» Work instructions: Turn the lines of the entries below, from the line containing "Task: spot one point per instance of the waterfall." through the last line of the entries, both included, into a numbered list that skips blank lines. Leave the pictures out.

(Coordinate annotation entries)
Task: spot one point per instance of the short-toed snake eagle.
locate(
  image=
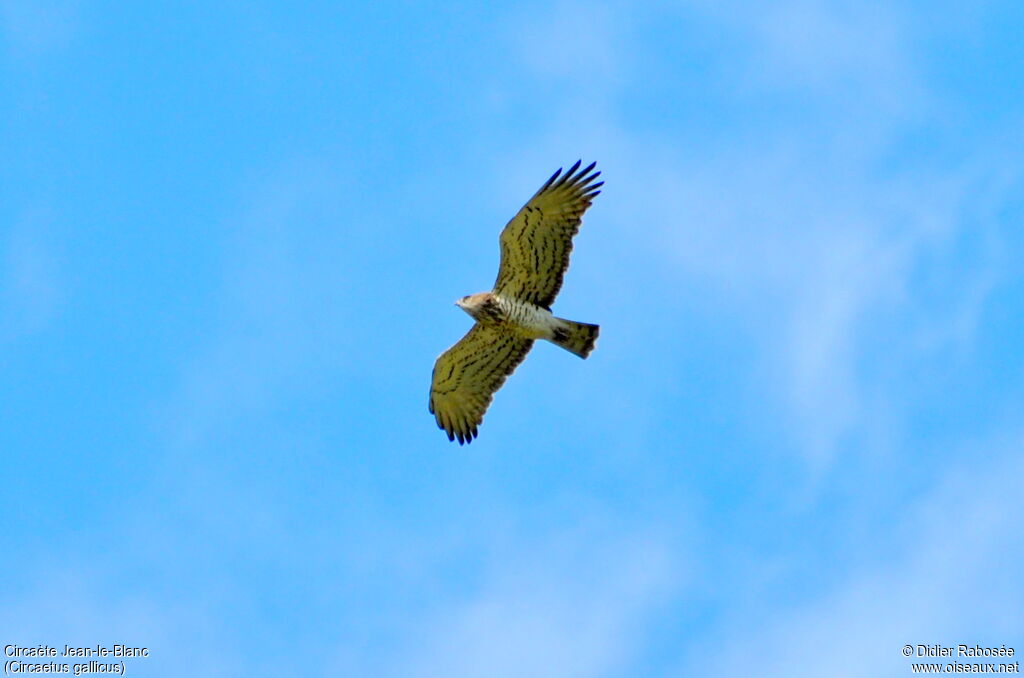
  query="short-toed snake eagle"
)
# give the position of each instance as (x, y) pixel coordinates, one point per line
(536, 247)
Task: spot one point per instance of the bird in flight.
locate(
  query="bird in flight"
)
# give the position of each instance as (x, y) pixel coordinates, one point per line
(536, 246)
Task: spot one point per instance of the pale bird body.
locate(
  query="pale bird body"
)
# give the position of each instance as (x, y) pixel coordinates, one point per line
(536, 247)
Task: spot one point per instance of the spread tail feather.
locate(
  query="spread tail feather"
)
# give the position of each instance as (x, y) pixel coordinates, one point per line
(578, 338)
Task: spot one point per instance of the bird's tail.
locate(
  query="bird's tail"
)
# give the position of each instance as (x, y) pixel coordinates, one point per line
(578, 338)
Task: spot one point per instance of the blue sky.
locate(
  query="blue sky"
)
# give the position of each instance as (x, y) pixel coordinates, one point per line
(230, 237)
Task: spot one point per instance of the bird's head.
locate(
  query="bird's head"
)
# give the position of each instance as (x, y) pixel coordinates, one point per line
(474, 304)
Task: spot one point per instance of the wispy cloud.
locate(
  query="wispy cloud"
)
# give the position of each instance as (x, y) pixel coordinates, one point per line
(33, 290)
(36, 28)
(573, 605)
(948, 577)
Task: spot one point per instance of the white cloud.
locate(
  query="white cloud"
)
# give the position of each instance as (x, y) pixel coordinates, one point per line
(573, 605)
(800, 232)
(949, 578)
(32, 288)
(33, 28)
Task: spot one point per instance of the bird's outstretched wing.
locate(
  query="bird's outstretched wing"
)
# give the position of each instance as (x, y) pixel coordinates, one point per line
(467, 375)
(536, 244)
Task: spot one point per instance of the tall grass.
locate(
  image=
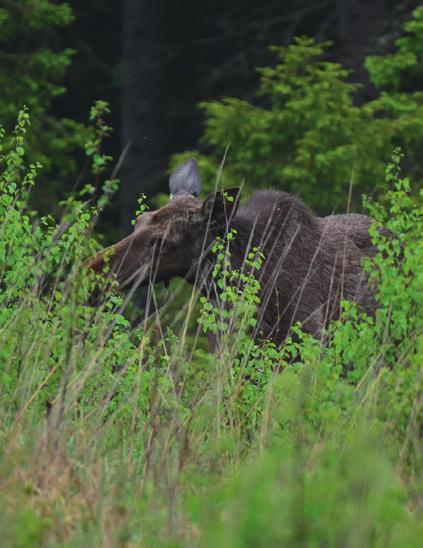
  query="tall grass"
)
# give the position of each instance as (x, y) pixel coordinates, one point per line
(115, 433)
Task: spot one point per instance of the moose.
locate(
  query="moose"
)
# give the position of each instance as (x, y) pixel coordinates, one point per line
(310, 263)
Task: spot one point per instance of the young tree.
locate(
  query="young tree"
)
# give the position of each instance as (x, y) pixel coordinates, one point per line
(306, 134)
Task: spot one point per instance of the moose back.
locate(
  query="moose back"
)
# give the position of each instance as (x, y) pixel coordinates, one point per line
(310, 263)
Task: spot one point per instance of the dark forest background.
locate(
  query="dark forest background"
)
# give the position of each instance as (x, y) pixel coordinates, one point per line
(155, 61)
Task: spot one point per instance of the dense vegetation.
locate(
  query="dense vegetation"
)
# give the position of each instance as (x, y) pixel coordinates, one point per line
(135, 435)
(123, 429)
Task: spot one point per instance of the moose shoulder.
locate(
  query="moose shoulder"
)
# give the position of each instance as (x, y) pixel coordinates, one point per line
(310, 263)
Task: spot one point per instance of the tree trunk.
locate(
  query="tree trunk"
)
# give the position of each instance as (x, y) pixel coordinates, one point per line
(143, 119)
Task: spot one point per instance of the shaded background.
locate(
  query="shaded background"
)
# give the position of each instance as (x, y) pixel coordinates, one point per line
(154, 61)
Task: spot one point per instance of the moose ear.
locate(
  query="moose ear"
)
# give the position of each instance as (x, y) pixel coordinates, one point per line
(219, 208)
(186, 179)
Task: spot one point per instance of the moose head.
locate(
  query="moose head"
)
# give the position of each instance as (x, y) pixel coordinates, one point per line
(171, 241)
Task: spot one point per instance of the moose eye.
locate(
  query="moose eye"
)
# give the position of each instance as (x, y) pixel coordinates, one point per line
(159, 244)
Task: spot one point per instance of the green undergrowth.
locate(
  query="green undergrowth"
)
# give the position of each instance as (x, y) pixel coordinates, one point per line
(122, 433)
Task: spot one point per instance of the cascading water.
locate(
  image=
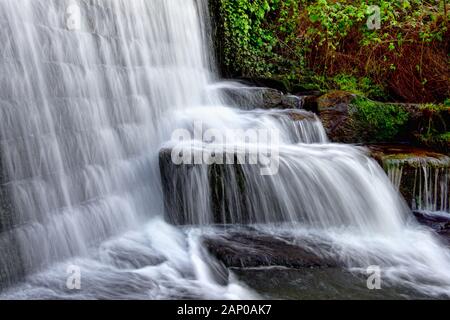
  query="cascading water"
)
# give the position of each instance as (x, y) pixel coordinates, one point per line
(83, 116)
(430, 184)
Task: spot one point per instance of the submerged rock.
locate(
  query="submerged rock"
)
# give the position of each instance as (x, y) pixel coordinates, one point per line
(250, 97)
(422, 176)
(247, 249)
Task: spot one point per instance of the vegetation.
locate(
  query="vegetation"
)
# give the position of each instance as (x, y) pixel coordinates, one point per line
(382, 122)
(327, 44)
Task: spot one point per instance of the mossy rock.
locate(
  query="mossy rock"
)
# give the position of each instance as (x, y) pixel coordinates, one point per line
(349, 118)
(406, 166)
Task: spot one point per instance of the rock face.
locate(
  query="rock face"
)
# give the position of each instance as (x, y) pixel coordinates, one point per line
(334, 110)
(248, 248)
(248, 97)
(184, 187)
(352, 119)
(422, 176)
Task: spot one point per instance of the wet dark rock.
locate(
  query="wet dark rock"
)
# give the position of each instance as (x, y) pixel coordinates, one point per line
(182, 191)
(439, 222)
(408, 163)
(254, 249)
(249, 97)
(334, 110)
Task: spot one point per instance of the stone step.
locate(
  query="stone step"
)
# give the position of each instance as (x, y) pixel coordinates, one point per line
(422, 176)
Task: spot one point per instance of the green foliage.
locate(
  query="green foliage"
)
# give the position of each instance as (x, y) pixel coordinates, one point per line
(260, 38)
(381, 121)
(447, 102)
(306, 42)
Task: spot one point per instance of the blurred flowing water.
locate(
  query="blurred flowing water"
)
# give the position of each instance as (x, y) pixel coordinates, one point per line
(84, 114)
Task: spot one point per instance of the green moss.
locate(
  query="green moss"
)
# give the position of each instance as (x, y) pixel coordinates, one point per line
(381, 121)
(445, 136)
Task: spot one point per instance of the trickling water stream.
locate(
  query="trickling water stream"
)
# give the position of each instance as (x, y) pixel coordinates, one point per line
(84, 114)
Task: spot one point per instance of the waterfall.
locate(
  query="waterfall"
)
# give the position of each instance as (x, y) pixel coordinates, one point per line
(428, 180)
(86, 104)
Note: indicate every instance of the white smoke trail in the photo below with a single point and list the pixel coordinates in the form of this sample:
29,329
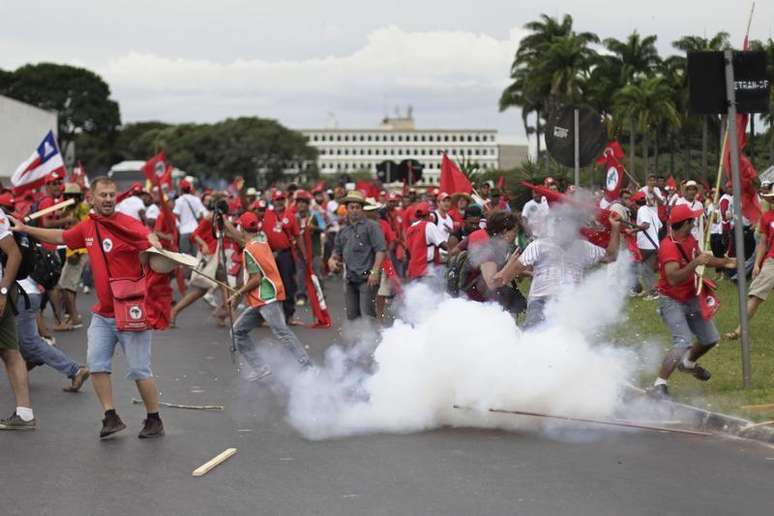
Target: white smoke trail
444,351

» Response:
1. Task: spot one point per instance of the waterfall.
2. locate(
3.   query="waterfall"
4. )
5. # give the position of each instance as (x, y) pixel coordinates, one point per line
6. (428, 180)
7. (86, 104)
8. Note: indicate every instance of the white smoke trail in the photo below with a single point and list the pixel coordinates in the form of this sample:
9. 29,329
10. Target: white smoke trail
11. 444,351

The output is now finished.